## Source material
==============================

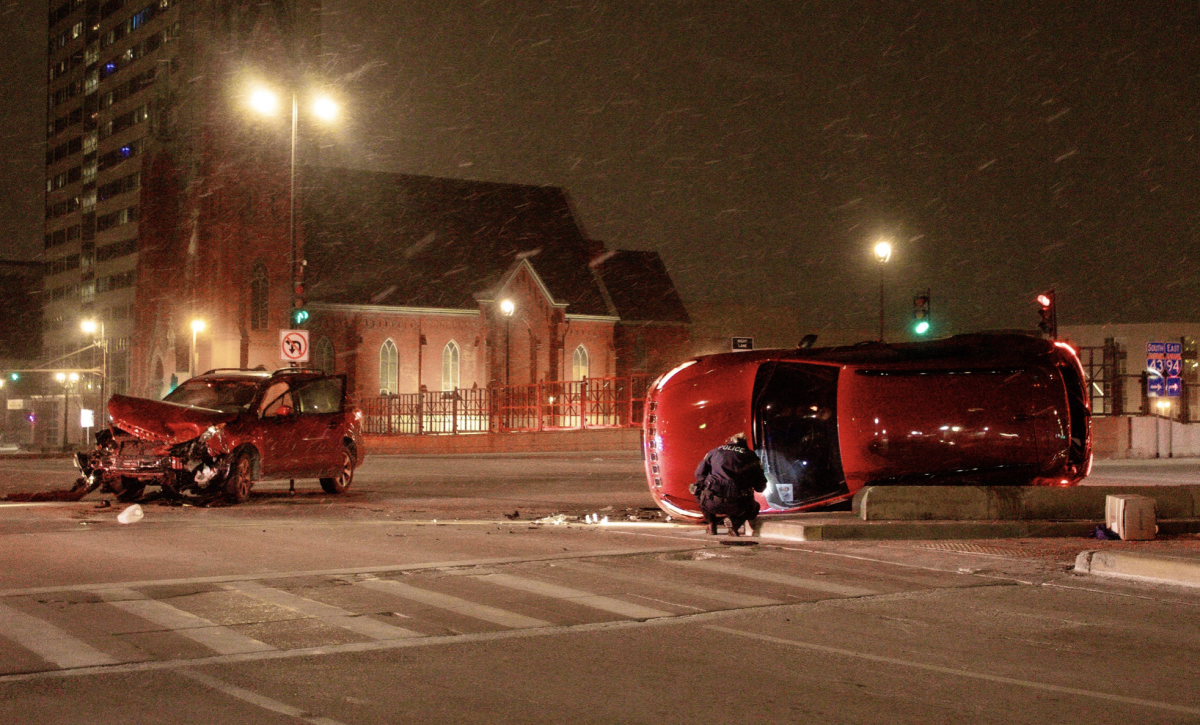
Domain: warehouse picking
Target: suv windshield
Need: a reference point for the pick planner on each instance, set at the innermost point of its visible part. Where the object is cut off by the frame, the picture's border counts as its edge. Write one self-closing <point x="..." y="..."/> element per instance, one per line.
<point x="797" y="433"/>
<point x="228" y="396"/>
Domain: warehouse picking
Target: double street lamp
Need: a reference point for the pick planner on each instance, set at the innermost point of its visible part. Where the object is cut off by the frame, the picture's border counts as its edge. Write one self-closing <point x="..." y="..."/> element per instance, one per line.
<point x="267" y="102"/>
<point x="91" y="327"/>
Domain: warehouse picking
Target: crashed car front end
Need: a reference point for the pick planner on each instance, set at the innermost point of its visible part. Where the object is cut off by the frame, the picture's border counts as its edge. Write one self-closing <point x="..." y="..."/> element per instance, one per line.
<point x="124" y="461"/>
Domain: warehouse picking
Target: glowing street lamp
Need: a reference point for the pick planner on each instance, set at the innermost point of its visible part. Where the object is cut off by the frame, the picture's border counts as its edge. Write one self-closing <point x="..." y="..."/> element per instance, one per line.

==============================

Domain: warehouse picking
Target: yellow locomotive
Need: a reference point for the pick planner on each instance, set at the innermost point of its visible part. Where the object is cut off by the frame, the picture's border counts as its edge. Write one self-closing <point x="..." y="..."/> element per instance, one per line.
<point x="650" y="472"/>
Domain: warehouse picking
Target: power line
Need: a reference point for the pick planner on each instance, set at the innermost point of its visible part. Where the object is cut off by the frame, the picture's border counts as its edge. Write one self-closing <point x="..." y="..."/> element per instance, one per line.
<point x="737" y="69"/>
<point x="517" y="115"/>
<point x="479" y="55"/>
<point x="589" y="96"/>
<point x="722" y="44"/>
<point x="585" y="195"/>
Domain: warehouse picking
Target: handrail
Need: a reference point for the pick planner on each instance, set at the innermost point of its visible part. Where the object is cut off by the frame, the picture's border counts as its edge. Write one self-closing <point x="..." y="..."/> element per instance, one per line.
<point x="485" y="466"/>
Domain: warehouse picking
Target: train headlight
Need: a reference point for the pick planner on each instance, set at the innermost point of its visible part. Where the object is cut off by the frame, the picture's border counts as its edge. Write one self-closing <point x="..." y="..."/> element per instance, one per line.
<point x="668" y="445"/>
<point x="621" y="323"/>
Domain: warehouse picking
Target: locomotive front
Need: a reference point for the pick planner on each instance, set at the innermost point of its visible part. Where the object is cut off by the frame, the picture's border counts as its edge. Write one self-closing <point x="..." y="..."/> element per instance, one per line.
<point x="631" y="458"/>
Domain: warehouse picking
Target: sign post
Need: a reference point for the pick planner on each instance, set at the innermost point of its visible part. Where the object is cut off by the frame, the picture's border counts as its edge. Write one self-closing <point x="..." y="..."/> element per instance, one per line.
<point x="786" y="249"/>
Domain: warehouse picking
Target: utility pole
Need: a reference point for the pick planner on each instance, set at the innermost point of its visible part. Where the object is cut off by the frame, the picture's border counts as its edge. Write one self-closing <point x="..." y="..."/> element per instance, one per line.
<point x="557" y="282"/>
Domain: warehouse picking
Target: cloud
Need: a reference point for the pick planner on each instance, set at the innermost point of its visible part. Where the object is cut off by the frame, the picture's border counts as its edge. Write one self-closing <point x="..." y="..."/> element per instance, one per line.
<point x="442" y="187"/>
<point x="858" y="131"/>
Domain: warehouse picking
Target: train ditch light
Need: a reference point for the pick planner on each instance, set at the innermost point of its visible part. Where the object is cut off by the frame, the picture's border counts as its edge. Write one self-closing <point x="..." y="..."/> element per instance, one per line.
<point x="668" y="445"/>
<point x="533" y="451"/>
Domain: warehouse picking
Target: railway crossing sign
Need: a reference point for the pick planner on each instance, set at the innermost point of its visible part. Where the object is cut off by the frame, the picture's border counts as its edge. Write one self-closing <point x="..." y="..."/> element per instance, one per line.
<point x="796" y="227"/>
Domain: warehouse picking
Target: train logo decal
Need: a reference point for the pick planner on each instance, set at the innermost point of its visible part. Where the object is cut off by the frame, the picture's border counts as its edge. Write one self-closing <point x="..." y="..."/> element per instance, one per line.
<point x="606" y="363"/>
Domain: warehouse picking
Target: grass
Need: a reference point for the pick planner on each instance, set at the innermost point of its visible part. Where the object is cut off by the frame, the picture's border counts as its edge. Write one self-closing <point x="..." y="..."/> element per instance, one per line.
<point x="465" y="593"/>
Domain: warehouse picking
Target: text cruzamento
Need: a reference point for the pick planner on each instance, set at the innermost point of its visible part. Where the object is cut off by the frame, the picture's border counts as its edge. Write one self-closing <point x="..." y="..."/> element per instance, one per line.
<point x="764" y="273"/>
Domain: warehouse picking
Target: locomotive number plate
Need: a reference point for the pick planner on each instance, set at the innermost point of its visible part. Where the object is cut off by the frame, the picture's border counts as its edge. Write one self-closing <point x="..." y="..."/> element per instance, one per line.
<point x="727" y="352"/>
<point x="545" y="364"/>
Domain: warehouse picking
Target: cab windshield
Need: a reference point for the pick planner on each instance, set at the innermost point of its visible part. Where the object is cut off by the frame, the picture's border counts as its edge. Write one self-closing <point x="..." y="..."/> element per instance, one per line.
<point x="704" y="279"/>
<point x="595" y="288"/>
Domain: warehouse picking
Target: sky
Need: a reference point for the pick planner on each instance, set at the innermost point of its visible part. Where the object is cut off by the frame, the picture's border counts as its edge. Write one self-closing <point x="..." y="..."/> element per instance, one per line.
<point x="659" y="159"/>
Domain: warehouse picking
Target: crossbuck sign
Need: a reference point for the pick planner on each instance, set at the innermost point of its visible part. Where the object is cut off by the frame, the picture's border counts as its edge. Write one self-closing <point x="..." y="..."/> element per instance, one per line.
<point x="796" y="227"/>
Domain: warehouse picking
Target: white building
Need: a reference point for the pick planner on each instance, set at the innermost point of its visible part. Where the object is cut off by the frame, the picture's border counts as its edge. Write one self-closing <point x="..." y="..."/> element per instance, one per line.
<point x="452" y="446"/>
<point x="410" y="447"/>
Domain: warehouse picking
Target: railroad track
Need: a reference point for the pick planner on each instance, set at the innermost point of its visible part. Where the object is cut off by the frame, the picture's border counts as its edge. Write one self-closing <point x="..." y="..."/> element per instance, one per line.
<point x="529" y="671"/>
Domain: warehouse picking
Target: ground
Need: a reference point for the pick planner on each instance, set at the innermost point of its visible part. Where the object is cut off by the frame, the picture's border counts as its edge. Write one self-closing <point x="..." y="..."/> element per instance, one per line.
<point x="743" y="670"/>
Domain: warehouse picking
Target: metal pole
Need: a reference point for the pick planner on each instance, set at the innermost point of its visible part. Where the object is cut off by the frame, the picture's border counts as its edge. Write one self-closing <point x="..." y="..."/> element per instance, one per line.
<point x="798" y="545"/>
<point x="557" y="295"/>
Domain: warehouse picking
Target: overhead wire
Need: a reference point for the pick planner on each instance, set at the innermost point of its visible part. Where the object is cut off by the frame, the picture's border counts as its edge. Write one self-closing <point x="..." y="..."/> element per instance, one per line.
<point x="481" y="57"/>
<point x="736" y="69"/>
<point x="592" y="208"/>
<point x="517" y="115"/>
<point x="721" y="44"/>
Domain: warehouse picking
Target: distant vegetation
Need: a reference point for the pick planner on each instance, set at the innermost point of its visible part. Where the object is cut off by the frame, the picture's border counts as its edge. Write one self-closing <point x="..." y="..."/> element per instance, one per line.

==============================

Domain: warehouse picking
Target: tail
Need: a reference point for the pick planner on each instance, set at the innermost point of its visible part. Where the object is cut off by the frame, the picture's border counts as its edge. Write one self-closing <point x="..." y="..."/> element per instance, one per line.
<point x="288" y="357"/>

==============================

## Written task
Return each line of the records above that contains the word "locomotive".

## Result for this task
Target: yellow locomotive
Target: locomotive front
Target: locomotive number plate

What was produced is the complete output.